TASK REQUIREMENTS:
- a) Reproduce the passage of the Tomcat 7 article from "The features are" up to and including "in Tomcat 7.".
- b) List the features that the Tomcat 7 article says Mark Thomas considers the most compelling in Tomcat 7.

EXCERPT PROVIDED:
++++++++++

Top 7 Features in Tomcat 7: The New and the Improved

Tomcat 7 introduced a number of new features as well as enhancements to existing features. Several articles list the new Tomcat 7 features, but most don't explain them in detail, critique them, or provide working code examples. Rather than just list the new features, this article will identify the seven most notable Tomcat 7 features and enhancements, critique them, and present examples of working code that you can use to get a better understanding of each feature/enhancements.

The features are categorized as either "New Tomcat 7 Features: Revolutionary Changes" or "Tomcat 7 Enhancements: Evolutionary Changes" as follows:

New Tomcat 7 Features: Revolutionary Changes

Tomcat 7 Enhancements: Evolutionary Changes

According to Mark Thomas, Release Manager and Committer for Tomcat 7, the three most compelling features of Tomcat 7 are Servlet 3.0, memory leak prevention and detection, and improved security.

The attached Tomcat 7 Demo file contains an Eclipse project and an Ant build file, which you can use to build a war. The Eclipse project has sample code that illustrates two of the new features in Tomcat 7.

The rest of the article is devoted to detailed discussions of the seven most notable new features and enhancements.

++++++++++

(Saved entries)
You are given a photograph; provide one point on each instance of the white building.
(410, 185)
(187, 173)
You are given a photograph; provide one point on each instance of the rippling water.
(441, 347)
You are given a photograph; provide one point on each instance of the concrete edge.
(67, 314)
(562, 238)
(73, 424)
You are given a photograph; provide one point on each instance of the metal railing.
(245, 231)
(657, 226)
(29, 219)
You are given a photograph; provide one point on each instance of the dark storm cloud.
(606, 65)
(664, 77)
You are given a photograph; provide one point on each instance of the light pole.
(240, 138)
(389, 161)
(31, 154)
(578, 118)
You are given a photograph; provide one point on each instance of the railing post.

++++++++++

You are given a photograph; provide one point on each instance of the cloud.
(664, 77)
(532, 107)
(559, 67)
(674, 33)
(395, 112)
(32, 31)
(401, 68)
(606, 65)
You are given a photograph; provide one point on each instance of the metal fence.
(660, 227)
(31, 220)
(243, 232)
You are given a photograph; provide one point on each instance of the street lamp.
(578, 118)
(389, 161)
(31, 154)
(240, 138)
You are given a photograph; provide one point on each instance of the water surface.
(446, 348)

++++++++++

OUTPUTS IN ORDER:
- a)
The features are categorized as either "New Tomcat 7 Features: Revolutionary Changes" or "Tomcat 7 Enhancements: Evolutionary Changes" as follows:

New Tomcat 7 Features: Revolutionary Changes

Tomcat 7 Enhancements: Evolutionary Changes

According to Mark Thomas, Release Manager and Committer for Tomcat 7, the three most compelling features of Tomcat 7 are Servlet 3.0, memory leak prevention and detection, and improved security.

The attached Tomcat 7 Demo file contains an Eclipse project and an Ant build file, which you can use to build a war. The Eclipse project has sample code that illustrates two of the new features in Tomcat 7.

- b)
Servlet 3.0
Memory leak prevention and detection
Improved security